**Given information:**

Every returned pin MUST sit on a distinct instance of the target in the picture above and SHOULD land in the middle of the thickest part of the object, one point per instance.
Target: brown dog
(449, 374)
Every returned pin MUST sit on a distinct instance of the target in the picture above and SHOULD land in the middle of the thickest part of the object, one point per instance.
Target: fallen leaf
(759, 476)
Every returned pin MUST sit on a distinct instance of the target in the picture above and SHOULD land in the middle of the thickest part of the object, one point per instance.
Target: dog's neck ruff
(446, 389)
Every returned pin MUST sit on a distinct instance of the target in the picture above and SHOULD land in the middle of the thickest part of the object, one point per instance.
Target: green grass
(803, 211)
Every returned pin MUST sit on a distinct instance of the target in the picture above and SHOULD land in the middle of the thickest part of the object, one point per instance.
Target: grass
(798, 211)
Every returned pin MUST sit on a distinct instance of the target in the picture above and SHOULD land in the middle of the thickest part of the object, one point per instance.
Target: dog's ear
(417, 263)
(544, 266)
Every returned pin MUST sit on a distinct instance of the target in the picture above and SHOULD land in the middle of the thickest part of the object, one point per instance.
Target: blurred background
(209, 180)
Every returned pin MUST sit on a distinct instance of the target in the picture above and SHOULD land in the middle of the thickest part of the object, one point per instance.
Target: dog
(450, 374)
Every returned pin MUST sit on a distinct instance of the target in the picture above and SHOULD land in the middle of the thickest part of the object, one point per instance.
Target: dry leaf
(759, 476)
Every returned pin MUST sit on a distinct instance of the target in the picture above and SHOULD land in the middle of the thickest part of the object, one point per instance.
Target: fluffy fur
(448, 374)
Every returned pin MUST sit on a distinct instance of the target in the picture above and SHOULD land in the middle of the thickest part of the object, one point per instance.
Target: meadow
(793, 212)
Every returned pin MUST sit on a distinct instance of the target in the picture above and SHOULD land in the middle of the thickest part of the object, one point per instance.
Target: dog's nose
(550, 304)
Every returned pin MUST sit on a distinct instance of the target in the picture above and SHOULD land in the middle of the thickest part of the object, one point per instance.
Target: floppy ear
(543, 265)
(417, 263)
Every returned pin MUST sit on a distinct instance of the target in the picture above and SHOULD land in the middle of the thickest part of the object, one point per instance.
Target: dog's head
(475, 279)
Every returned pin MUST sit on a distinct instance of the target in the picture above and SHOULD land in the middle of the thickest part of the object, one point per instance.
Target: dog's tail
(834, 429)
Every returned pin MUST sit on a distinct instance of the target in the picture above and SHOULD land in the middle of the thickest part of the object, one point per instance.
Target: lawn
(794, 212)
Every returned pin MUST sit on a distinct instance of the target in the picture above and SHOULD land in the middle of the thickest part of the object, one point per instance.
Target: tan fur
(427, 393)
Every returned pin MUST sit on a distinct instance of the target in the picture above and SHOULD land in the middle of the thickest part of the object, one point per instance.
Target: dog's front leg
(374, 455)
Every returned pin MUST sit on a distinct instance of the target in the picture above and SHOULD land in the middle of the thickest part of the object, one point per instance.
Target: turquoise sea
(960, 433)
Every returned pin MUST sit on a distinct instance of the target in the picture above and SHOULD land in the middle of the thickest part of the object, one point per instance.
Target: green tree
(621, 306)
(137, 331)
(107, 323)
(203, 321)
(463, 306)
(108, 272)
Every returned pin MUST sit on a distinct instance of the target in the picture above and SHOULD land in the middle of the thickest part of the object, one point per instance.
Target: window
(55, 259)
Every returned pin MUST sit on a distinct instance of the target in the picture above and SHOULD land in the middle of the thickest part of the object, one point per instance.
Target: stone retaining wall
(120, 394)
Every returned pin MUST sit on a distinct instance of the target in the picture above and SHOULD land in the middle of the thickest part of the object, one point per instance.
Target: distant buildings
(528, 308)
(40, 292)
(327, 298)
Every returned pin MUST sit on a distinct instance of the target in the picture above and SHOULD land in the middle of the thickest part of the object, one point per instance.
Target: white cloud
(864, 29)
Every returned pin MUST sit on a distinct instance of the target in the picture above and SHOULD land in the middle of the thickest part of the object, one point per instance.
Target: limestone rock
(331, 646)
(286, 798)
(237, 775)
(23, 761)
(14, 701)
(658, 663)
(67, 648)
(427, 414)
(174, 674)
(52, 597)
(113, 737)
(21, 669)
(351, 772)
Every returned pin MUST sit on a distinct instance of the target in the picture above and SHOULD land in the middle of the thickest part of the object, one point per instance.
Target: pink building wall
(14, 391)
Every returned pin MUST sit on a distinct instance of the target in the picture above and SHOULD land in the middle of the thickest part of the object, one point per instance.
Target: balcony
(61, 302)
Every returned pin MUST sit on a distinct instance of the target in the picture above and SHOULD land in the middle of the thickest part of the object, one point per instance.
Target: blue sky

**Your goal:** Each entry above must be repeated word for word.

**The completed task:**
Every returned pin MUST sit on a distinct instance of the target in the picture above and SHOULD land in the middle of the thickest part of the object, one point per instance.
Target: brown dog
(449, 374)
Every returned pin MUST sit on a distinct instance of the target in the picture above and SHOULD land in the middle of the thickest part of the object, one point per instance.
Target: fallen leaf
(759, 476)
Every returned pin MUST sit on a distinct instance of the target in the picture above and SHOULD land in the middle of the thickest part of the object, one point per instance.
Target: dog's neck ruff
(446, 389)
Every returned pin MUST sit on a distinct instance of the target in the picture above and SHOULD land in the middle of the thickest part of the object, one point per instance.
Target: green grass
(803, 211)
Every returned pin MUST sit on a distinct instance of the target in the picture above and SHOULD land in the middle of the thickest part of the object, one point per instance.
Target: grass
(798, 211)
Every returned pin MUST sit on a distinct instance of the target in the picture above and SHOULD land in the middle of the thickest part of the object, one point per instance.
Target: dog's ear
(417, 263)
(544, 266)
Every returned pin MUST sit on a distinct instance of the target in the picture above and SHOULD land in the middle of the thickest part of the object, one point per instance.
Target: blurred background
(209, 180)
Every returned pin MUST sit on a distinct instance of the target in the picture above and SHOULD land in the middle of the thickest part of the object, one point per instance.
Target: dog
(450, 374)
Every returned pin MUST sit on a distinct instance of the target in the picture above and SHOULD land in the middle of the thickest part of the object, one point per instance.
Target: dry leaf
(759, 476)
Every returned pin MUST sit on a distinct instance of the target in the picture above and SHOULD land in the middle of the thickest part of the object, one point per instance.
Target: fluffy fur
(448, 374)
Every returned pin MUST sit on a distinct instance of the target in the picture above and SHOULD land in the middle of the thickest part of the object, one point per instance.
Target: meadow
(793, 212)
Every returned pin MUST sit on a distinct instance of the target in the picture above and SHOULD land in the middle of the thickest part of the object, one point per instance.
Target: dog's nose
(550, 304)
Every returned pin MUST sit on a distinct instance of the target in the picture above and SHOULD land in the middle of the thickest part of the object, one point per instance.
Target: floppy ear
(543, 265)
(417, 263)
Every returned pin MUST sit on a distinct instance of the target in the picture above and SHOULD land in the middle of the thickest part of the object, one point per instance.
Target: dog's head
(475, 279)
Every returned pin MUST sit on a distinct instance of the target in the picture above and SHOULD land in the middle of the thickest part of the object, one point per instance.
Target: dog's tail
(834, 429)
Every returned pin MUST sit on a distinct instance of the target in the picture above and SHOULD land in the middle of the thickest part of the object, one point per instance.
Target: lawn
(794, 212)
Every returned pin MUST sit on a distinct instance of the target in the picture above and SHOULD land in the middle of the thickest part of the object, one point per instance.
Target: tan fur
(427, 393)
Every returned pin MUST sit on a distinct instance of the target in the picture above and SHOULD land in the middle of the thickest part of the object, one point per instance.
Target: dog's front leg
(374, 455)
Every returned pin MUST sit on a distinct instance of the target in the picture above and SHOULD land in the middle of the thickest part of the object, one point per instance.
Target: turquoise sea
(960, 433)
Every returned pin MUST sit on a distinct instance of the target in the picture above and SHOULD land in the middle of the thickest part of the object, one point per instance.
Target: green tree
(621, 306)
(137, 331)
(107, 323)
(203, 321)
(463, 306)
(108, 272)
Every returned pin MUST sit on a distinct instance of the target in the picture above and SHOULD land in the middle of the thickest part of the object, one point per instance.
Target: window
(55, 259)
Every returned pin MUST sit on a distinct instance of the target in the picture above and SHOULD land in the middle of the thickest part of the object, one point per instance.
Target: stone retaining wall
(120, 394)
Every returned pin MUST sit on a distinct instance of the target in the picture above and SHOULD land in the middle of the thickest part of the object, one point per instance.
Target: distant buildings
(528, 308)
(40, 292)
(327, 298)
Every returned pin MUST sit on a distinct instance of the target in the picture above and SHOULD land in the middle of the thickest part of the object, one point per instance.
Target: white cloud
(864, 29)
Every returned pin MUST sit on a distinct instance of the target in the picture above and SHOULD land in the middle of the thickest part of the object, one point per instance.
Target: limestone rock
(331, 646)
(286, 798)
(237, 775)
(23, 761)
(14, 701)
(658, 663)
(67, 648)
(427, 414)
(174, 674)
(52, 597)
(113, 737)
(21, 669)
(351, 772)
Every returned pin MUST sit on a distinct instance of the target in the picture above and SHOULD land in the middle of the thickest part of the object, one point per instance.
Target: pink building wall
(14, 391)
Every returned pin MUST sit on a distinct instance of the target in the picture above and SHOULD land in the middle of the thickest part of the object, one point per instance.
Target: balcony
(61, 302)
Every returned pin MUST sit on a distinct instance of the target in the picture above and SHOULD land in the middle of the thickest part of the object, one point per instance.
Target: blue sky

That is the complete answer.